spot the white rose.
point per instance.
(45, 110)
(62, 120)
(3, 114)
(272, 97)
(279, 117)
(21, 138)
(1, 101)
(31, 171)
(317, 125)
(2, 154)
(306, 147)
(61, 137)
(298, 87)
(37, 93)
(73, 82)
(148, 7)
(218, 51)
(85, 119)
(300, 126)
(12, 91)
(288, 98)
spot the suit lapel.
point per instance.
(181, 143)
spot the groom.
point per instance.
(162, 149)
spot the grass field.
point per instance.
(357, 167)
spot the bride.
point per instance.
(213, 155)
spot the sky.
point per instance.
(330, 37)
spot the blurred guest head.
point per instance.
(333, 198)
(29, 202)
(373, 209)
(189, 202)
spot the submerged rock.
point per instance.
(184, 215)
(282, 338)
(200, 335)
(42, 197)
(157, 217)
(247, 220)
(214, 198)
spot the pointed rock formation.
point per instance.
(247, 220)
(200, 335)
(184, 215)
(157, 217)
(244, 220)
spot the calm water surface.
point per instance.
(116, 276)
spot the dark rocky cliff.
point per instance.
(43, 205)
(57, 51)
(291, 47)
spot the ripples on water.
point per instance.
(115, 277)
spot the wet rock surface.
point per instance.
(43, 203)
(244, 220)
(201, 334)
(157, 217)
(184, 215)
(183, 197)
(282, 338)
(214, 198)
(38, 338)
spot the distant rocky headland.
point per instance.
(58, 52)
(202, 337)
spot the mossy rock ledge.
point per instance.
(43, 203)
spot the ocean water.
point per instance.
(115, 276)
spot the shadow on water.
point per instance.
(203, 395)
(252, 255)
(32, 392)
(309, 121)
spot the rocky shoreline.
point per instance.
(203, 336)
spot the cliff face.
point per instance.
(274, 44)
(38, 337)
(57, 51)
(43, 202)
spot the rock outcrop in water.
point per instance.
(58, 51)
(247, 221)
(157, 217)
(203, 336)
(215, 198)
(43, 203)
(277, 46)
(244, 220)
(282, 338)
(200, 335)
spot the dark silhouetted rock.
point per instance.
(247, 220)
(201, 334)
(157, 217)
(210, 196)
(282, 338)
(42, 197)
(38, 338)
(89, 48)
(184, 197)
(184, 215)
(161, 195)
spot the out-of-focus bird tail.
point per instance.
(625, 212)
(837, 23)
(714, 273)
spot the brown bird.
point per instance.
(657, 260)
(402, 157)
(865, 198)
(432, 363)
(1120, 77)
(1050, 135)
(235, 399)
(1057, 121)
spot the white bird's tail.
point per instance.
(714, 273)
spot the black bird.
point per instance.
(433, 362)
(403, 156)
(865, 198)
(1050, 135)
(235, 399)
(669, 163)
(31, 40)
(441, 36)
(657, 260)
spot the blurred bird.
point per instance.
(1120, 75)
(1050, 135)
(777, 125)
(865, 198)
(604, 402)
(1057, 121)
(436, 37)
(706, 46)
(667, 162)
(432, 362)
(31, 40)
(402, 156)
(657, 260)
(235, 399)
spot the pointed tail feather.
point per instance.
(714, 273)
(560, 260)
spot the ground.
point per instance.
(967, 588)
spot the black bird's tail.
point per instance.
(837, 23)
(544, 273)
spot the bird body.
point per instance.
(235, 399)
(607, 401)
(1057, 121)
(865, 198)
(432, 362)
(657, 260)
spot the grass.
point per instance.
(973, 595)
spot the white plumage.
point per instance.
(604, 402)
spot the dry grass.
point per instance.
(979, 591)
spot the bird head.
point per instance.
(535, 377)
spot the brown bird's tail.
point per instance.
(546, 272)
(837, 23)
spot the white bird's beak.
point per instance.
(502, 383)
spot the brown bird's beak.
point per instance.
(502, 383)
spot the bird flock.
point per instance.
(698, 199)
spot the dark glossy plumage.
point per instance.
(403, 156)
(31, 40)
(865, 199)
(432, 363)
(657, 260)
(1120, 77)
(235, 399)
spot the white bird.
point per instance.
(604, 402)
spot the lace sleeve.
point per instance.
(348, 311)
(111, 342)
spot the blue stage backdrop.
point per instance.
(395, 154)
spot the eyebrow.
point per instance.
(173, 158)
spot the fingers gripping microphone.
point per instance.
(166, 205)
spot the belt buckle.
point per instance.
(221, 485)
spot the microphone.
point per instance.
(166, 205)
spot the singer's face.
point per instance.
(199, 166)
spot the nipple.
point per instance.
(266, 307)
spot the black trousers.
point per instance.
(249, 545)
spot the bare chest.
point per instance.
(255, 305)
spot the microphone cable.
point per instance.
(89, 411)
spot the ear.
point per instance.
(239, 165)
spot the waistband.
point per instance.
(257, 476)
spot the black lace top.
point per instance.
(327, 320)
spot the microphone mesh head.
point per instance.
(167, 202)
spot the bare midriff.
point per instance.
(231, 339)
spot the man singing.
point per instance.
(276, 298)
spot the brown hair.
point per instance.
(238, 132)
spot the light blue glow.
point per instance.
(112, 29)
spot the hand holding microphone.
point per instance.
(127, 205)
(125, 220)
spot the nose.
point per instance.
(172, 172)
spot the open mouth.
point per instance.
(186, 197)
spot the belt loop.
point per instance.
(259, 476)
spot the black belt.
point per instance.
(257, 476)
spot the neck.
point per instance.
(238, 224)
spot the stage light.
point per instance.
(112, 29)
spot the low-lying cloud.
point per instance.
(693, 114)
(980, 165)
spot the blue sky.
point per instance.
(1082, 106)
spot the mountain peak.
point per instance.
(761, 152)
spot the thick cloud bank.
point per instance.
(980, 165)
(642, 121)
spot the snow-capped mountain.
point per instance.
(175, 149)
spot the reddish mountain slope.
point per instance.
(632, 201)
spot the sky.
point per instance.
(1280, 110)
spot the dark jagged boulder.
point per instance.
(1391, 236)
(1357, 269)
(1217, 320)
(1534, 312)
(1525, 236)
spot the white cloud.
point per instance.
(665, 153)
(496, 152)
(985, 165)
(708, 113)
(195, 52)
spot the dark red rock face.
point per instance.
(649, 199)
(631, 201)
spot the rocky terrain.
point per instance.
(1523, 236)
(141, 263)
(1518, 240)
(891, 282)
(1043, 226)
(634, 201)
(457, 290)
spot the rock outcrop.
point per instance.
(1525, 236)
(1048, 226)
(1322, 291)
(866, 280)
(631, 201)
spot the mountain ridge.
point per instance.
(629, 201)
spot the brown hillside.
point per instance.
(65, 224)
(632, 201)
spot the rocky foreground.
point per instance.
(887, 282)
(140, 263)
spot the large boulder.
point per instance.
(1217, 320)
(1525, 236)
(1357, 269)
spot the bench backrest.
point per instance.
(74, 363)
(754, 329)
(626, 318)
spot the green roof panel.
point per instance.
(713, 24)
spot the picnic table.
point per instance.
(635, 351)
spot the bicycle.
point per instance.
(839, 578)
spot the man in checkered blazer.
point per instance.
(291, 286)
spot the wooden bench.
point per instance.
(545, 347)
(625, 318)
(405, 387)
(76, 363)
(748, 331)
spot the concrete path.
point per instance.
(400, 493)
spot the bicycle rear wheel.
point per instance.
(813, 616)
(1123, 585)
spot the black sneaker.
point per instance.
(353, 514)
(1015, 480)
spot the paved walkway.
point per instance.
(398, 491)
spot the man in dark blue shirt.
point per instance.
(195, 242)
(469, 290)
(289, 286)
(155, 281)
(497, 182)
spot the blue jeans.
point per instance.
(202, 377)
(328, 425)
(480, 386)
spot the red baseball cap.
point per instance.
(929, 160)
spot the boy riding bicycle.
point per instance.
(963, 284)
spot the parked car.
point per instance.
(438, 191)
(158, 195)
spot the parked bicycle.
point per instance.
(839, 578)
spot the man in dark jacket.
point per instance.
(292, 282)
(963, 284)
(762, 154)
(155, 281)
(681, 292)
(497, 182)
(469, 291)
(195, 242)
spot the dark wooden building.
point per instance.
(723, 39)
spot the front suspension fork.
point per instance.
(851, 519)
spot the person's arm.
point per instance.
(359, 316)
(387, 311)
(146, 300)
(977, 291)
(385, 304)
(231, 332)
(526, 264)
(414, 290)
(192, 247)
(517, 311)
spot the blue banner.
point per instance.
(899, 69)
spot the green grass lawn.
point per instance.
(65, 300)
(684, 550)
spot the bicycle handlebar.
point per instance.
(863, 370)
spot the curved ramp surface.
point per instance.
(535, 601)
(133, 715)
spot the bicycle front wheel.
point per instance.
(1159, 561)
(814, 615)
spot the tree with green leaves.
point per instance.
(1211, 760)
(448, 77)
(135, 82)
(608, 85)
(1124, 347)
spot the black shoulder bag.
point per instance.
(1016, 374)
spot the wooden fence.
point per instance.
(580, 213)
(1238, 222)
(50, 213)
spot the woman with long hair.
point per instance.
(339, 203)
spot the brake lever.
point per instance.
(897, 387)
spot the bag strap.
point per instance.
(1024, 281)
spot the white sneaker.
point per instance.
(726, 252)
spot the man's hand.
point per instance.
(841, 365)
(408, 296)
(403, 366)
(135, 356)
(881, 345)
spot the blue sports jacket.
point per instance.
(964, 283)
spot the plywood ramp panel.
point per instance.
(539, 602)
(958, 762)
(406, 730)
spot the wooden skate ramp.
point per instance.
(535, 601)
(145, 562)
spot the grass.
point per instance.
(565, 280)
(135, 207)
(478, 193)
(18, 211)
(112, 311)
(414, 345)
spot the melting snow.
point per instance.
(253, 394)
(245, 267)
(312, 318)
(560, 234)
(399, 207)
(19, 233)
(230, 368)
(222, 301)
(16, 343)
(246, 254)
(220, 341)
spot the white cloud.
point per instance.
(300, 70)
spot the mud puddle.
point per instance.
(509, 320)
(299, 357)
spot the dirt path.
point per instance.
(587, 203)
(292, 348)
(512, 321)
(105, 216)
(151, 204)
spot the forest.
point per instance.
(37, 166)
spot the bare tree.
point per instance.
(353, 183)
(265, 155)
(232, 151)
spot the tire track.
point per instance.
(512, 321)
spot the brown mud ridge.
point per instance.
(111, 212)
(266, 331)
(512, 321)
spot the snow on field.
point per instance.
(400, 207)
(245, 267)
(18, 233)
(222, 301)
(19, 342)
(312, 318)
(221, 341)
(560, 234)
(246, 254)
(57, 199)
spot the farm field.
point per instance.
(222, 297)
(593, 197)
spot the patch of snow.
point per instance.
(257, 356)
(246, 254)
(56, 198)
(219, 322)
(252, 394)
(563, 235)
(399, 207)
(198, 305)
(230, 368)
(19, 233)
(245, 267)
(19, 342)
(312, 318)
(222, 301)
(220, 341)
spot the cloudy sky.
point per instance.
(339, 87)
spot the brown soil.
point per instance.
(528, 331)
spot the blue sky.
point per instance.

****************

* **WHAT IS REQUIRED**
Each line of the listing that includes the word "blue" should be copied out.

* **RESPONSE TO THIS TASK**
spot the blue stage backdrop.
spot the light blue glow.
spot the blue sky.
spot the man in dark blue shirt.
spot the blue jeans.
spot the blue banner.
spot the blue sports jacket.
spot the blue sky.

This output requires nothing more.